Set down the lines below exactly as they stand, please. Go from the first through the one containing "Target — ear".
++++++++++
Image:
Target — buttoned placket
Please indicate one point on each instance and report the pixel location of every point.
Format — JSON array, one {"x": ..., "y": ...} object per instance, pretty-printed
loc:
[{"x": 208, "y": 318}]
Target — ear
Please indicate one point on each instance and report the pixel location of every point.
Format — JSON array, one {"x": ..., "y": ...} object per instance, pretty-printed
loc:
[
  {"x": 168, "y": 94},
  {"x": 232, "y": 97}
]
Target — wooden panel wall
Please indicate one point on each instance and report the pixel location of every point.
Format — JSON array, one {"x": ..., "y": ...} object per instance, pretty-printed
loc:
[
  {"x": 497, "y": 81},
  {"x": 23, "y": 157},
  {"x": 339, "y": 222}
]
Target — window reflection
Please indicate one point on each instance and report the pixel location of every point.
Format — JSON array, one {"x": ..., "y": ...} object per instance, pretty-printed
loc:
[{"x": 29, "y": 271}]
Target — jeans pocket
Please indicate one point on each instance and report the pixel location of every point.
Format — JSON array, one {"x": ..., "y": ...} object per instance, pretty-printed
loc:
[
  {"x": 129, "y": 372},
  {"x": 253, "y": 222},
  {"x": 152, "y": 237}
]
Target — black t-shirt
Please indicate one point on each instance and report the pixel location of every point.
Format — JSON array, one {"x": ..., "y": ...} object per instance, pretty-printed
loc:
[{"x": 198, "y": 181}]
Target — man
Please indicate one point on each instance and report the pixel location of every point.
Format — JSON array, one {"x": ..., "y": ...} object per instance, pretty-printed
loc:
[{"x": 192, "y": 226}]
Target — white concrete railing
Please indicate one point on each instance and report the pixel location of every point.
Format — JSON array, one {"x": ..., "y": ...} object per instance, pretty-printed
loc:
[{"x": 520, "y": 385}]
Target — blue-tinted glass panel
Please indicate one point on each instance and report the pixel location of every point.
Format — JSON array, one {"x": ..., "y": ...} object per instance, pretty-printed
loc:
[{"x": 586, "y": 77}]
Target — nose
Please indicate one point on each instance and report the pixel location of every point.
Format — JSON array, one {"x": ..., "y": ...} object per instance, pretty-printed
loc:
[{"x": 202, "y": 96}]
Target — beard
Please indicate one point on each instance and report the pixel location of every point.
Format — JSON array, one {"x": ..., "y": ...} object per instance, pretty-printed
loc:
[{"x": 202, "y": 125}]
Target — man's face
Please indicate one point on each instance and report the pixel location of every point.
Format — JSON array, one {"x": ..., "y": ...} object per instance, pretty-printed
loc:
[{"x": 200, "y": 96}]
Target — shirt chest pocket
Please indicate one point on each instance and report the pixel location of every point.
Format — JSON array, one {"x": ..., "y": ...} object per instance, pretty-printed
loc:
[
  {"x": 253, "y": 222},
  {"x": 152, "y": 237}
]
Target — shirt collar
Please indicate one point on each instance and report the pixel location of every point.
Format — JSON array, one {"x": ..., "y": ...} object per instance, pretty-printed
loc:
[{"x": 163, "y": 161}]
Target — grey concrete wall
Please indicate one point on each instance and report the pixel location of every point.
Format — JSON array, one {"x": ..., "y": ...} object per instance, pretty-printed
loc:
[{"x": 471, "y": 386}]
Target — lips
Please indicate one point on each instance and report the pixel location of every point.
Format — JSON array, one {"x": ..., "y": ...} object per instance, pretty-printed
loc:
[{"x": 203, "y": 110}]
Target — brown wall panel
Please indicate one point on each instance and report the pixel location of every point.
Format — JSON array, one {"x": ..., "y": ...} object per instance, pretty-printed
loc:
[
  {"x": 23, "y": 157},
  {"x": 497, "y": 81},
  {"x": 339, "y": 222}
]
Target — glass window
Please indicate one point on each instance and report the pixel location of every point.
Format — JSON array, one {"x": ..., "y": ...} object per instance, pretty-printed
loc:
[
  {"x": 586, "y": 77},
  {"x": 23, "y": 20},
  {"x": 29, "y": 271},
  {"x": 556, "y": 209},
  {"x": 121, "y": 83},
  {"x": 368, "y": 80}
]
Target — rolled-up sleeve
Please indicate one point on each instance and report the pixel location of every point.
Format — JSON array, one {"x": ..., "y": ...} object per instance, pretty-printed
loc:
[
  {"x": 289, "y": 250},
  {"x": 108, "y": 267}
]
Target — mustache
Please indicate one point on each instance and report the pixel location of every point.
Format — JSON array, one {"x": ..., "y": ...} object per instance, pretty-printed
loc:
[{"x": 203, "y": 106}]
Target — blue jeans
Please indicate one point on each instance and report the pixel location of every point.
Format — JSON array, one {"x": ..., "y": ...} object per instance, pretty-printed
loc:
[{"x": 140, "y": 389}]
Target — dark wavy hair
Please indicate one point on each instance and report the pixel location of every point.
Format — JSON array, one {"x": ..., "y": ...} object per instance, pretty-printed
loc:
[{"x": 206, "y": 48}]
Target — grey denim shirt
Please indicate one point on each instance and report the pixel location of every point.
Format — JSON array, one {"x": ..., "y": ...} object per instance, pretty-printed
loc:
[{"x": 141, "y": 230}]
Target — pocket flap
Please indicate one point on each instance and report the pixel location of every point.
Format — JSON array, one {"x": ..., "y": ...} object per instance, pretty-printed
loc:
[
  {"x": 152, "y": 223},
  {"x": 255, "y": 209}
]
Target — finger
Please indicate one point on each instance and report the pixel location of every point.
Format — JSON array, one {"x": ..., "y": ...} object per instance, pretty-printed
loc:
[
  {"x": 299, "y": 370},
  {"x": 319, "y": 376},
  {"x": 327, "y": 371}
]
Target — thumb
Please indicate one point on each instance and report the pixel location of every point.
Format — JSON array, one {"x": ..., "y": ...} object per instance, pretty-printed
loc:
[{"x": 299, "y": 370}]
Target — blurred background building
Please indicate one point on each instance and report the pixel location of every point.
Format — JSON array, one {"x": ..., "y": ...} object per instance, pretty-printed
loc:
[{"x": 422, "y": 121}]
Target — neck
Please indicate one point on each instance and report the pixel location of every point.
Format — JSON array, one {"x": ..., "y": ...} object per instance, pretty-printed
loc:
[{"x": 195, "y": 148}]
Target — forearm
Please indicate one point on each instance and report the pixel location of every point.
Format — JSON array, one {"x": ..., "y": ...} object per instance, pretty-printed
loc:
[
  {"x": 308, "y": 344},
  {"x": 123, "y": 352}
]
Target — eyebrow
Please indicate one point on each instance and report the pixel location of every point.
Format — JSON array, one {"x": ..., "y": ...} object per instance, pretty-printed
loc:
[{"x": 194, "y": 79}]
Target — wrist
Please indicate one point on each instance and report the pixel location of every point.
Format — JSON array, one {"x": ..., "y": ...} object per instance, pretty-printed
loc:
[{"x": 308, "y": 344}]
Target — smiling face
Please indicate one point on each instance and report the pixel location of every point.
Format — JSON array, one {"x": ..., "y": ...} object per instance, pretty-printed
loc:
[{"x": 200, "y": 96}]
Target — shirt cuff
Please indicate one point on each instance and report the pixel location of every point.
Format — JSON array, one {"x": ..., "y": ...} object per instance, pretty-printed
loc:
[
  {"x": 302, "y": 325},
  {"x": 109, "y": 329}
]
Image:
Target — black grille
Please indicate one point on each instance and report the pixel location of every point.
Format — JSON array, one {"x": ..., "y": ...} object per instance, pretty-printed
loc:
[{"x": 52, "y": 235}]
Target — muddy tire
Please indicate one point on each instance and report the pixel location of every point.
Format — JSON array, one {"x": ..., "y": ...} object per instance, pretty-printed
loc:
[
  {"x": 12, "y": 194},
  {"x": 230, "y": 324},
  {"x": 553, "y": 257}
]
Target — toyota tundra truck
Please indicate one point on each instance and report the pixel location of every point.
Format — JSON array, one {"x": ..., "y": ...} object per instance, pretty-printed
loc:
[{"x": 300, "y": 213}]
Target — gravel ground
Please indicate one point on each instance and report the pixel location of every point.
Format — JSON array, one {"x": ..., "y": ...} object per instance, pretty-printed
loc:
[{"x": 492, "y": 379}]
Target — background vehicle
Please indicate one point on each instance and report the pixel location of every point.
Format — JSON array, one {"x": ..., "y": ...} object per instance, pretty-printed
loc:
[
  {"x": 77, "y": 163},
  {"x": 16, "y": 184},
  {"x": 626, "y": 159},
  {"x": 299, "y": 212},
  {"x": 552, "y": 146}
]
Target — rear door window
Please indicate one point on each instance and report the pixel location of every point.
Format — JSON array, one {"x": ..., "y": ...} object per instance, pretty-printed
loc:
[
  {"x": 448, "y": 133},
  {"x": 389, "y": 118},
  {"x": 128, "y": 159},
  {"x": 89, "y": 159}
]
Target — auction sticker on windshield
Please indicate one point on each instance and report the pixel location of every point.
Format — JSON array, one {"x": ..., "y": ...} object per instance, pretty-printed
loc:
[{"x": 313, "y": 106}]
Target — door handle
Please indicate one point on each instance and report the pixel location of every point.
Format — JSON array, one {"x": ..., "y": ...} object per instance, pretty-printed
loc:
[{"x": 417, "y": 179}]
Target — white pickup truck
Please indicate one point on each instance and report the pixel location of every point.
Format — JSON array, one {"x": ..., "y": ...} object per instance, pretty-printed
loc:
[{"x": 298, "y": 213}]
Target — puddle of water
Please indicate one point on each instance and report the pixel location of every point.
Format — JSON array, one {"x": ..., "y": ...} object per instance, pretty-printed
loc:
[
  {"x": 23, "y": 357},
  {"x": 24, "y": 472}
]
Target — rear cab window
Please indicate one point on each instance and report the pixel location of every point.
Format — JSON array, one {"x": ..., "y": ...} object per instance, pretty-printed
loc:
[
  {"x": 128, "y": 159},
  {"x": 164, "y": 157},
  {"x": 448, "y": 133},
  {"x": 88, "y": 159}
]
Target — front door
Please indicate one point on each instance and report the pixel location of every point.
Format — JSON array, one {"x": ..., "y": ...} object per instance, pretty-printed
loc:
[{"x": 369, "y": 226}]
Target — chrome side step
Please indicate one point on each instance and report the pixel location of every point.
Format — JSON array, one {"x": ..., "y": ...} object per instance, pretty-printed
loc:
++++++++++
## [EXERCISE ANSWER]
Image:
Target — buttoned placket
Please indicate one point on each instance and report the pixel location of every point.
Format — JSON array, one {"x": ..., "y": ...} object per instance, pretty-printed
loc:
[{"x": 208, "y": 318}]
Target — ear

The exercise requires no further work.